Entries from a point annotation set
* * * * * * *
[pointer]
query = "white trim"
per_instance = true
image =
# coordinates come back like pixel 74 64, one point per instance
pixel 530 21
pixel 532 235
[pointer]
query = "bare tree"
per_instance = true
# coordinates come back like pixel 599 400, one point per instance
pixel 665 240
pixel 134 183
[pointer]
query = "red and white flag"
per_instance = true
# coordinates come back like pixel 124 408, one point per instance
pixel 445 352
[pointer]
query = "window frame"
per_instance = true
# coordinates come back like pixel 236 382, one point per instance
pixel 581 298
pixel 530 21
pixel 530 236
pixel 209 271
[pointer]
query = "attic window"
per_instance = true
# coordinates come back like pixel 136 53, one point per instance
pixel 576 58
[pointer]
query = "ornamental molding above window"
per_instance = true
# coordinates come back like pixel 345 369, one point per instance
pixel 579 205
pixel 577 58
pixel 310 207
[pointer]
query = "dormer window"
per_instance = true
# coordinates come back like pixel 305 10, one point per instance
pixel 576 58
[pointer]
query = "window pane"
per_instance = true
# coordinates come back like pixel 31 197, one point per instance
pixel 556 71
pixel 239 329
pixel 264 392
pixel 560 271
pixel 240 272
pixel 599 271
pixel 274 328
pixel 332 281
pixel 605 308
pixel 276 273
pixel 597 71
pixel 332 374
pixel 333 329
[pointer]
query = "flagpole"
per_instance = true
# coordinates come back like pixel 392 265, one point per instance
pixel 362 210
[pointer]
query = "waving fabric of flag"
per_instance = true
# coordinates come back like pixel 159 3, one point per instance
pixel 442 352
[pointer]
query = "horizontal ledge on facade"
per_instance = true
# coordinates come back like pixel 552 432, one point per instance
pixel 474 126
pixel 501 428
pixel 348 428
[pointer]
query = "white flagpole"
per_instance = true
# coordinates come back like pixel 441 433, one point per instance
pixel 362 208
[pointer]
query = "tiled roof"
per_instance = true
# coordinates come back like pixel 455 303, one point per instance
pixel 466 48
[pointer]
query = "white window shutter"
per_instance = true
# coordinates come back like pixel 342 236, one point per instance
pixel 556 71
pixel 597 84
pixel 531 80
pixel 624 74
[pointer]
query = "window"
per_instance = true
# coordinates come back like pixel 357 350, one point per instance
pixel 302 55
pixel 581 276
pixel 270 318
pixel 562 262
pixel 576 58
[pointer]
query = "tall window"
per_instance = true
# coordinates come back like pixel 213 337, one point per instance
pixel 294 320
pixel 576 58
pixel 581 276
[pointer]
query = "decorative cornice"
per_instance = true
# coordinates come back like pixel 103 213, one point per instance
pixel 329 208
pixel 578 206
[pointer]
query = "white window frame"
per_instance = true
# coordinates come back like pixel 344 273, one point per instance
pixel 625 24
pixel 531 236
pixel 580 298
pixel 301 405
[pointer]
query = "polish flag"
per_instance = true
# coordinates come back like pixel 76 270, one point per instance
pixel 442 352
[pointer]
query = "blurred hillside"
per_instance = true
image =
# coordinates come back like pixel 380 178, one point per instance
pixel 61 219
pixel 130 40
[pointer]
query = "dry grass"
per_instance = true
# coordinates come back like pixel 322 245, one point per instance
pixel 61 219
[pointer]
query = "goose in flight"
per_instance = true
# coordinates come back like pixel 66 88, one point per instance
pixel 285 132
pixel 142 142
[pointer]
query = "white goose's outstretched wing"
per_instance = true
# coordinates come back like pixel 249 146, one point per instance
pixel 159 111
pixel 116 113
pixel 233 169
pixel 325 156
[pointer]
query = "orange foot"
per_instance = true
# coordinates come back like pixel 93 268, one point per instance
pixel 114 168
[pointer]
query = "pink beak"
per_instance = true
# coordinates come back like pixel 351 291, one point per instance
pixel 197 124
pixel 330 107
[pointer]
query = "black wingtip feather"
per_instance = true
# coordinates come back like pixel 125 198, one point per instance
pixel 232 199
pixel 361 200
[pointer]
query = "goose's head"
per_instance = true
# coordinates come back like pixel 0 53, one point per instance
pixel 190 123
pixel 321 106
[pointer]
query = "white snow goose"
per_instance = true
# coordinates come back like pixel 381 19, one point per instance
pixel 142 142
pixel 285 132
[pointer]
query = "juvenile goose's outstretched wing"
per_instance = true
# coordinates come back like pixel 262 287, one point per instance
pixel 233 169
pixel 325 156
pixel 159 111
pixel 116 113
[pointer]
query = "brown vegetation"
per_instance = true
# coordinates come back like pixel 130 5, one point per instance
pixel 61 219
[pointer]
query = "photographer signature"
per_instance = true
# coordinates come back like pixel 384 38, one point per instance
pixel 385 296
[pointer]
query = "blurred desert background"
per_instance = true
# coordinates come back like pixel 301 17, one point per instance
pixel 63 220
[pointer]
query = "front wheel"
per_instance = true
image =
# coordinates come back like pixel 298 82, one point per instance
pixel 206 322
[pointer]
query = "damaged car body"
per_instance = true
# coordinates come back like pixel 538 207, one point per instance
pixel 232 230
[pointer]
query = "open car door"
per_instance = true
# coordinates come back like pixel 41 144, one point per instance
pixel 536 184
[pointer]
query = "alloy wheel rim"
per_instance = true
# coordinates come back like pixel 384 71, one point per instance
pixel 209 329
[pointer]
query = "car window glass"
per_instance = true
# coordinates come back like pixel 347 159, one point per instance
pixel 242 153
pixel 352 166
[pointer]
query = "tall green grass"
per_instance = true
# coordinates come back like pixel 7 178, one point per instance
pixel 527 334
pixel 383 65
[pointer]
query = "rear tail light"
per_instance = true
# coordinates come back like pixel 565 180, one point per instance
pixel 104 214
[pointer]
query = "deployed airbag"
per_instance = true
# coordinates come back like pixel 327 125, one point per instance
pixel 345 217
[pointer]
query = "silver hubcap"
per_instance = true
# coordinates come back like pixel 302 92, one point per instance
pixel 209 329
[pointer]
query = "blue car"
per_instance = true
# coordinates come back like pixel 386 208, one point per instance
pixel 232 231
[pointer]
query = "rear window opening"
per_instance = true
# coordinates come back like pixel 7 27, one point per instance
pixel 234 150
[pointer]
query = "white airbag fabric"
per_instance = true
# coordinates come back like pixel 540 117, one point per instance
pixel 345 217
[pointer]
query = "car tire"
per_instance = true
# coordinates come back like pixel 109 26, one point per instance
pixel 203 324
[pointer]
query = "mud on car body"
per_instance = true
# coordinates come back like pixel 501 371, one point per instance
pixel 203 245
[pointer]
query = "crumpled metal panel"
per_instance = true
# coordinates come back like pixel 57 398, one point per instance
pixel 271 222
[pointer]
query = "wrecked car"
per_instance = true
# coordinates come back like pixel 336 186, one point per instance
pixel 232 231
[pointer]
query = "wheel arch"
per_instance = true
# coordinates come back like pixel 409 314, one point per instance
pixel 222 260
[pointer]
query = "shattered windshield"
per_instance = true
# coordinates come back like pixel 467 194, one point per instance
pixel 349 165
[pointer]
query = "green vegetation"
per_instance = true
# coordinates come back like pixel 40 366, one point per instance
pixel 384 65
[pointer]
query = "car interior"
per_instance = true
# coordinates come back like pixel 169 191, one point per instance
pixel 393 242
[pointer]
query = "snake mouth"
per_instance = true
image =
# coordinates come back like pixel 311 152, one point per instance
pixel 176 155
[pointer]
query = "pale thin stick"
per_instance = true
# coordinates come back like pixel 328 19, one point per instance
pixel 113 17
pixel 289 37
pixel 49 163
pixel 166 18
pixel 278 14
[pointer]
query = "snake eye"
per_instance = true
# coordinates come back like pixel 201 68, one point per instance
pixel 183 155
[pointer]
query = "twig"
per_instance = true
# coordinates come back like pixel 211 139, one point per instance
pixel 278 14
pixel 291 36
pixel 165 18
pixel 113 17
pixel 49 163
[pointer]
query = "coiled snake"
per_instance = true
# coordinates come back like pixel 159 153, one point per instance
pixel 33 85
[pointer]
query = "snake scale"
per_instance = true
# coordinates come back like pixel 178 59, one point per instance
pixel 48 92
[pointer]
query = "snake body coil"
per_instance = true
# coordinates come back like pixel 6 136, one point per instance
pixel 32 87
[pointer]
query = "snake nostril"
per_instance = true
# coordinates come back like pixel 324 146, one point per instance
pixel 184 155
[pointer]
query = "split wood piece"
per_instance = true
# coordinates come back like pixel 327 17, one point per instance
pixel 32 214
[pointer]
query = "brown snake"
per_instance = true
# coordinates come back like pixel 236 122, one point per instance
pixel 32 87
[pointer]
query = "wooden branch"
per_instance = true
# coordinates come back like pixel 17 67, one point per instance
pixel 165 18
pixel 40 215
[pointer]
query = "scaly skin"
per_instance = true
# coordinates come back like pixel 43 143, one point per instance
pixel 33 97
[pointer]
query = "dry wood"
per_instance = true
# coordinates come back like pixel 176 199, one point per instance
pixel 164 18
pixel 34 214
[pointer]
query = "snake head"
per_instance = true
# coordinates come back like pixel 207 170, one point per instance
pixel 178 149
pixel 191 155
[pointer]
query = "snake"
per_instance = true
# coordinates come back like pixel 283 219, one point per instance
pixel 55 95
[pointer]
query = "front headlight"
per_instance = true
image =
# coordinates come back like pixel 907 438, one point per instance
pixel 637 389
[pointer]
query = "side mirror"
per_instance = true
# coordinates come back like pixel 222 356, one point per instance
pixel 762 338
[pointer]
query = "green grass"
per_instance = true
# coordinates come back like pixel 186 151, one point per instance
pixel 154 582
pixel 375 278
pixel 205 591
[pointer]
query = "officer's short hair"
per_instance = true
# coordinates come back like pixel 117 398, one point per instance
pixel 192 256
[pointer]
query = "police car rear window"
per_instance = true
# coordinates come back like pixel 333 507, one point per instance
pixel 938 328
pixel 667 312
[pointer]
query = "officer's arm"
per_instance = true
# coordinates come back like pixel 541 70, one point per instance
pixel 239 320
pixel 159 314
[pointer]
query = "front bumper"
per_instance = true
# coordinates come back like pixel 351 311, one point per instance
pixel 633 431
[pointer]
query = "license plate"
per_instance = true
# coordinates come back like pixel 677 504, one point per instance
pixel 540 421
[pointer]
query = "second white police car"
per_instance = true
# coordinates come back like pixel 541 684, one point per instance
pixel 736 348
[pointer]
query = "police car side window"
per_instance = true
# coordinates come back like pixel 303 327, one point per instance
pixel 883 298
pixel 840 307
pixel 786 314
* * * * * * *
- [WHAT TO DO]: Render the items from their first line through the line containing "pixel 445 352" as a JSON list of strings, one string per line, with blank lines omitted.

- [THE ANSWER]:
[
  "[pointer]",
  "query = \"white trim\"",
  "per_instance = true",
  "image =",
  "# coordinates come back like pixel 74 64, one point per instance",
  "pixel 530 21",
  "pixel 532 235",
  "[pointer]",
  "query = \"bare tree\"",
  "per_instance = true",
  "# coordinates come back like pixel 599 400, one point per instance",
  "pixel 665 240",
  "pixel 134 183",
  "[pointer]",
  "query = \"red and white flag\"",
  "per_instance = true",
  "# coordinates come back like pixel 124 408, one point per instance",
  "pixel 445 352"
]